◆ EXCERPT PROVIDED
[Start]

Table Of Contents
You want to buy a charcoal barbeque grill for your upcoming trip. So, you visit an online marketplace to find the right one that best fits your needs. But here’s the catch: the online marketplace doesn’t have a product catalog, so there’s no way to filter and sort through their inventory. Then you spend way too much time searching for the right grill that you could have quickly found if there was a product catalog.
The challenges are similar for corporate users who want to view where a prospect is in the sales funnel—from lead to conversion to payment, sale, and customer service. If this data is spread across different platforms, tools, and accounts, it can be challenging to quickly discover and assess.
Data catalogs make data easy to find and access
A data catalog helps users understand which data exists and where, so they can get it without back and forth between departments. Data catalogs help companies create a comprehensive, searchable inventory of data assets which includes types of metadata such as location, format, and relationships to other data assets.

[End]

◆ TASKS TO CARRY OUT
**1.** Rewrite the portion of the passage on data catalogs starting at "The challenges are" and ending at "discover and assess.", changing "sales funnel" to "sales pipeline".
**2.** According to the passage on data catalogs, what types of metadata are included in a data catalog's inventory of data assets?

◆ AVAILABLE DATA
[Start]

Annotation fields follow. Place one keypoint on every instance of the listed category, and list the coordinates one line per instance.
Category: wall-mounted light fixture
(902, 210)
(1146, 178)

[End]

◆ ANSWERS TO THE PROBLEMS
**1.**
The challenges are similar for corporate users who want to view where a prospect is in the sales pipeline—from lead to conversion to payment, sale, and customer service. If this data is spread across different platforms, tools, and accounts, it can be challenging to quickly discover and assess.

**2.** Location, format, and relationships to other data assets.